_Stated problem_
Gather every line of the data below that contains the string "even", and copy each one in full. Case counts.

_Data records_
start

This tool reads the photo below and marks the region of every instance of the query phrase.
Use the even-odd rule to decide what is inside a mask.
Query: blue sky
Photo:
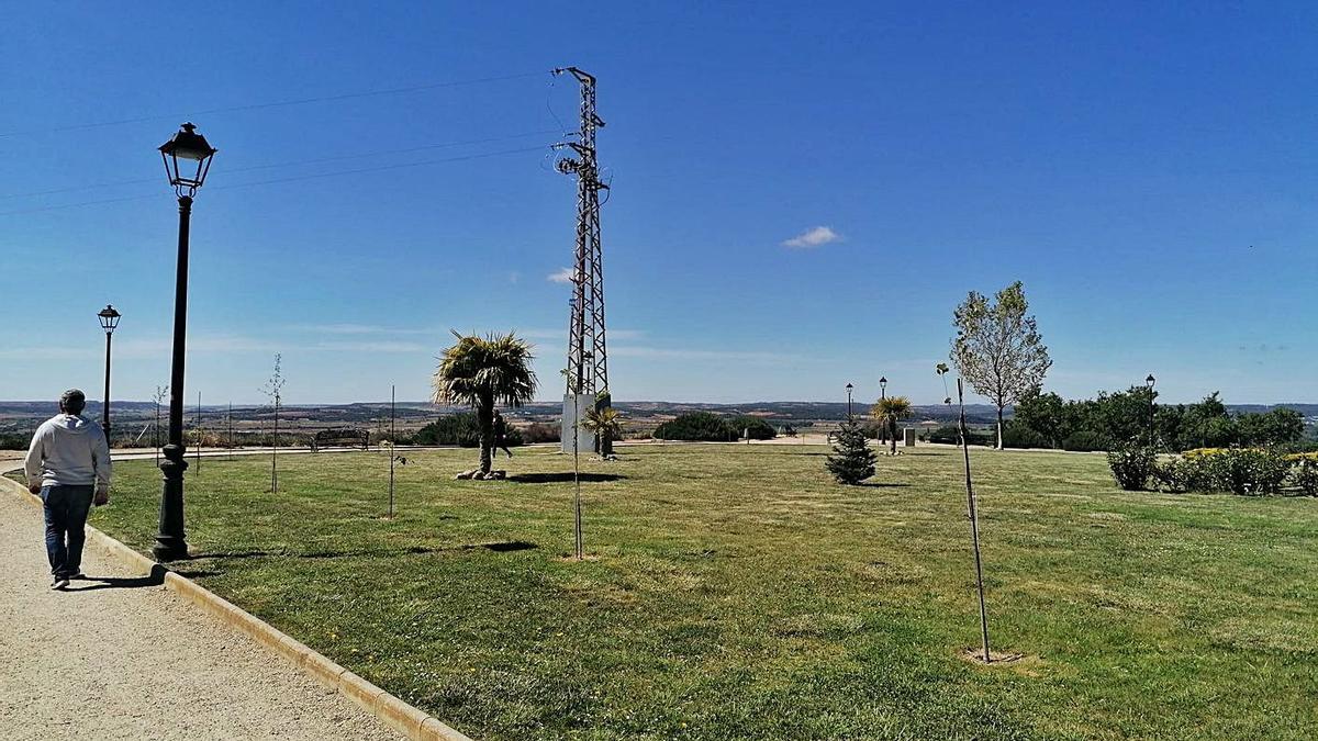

end
start

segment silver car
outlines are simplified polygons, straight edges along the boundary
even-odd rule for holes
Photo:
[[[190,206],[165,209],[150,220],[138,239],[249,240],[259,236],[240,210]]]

end

_Exercise response_
Use the even-odd rule to decide what is inside a mask.
even-odd rule for holes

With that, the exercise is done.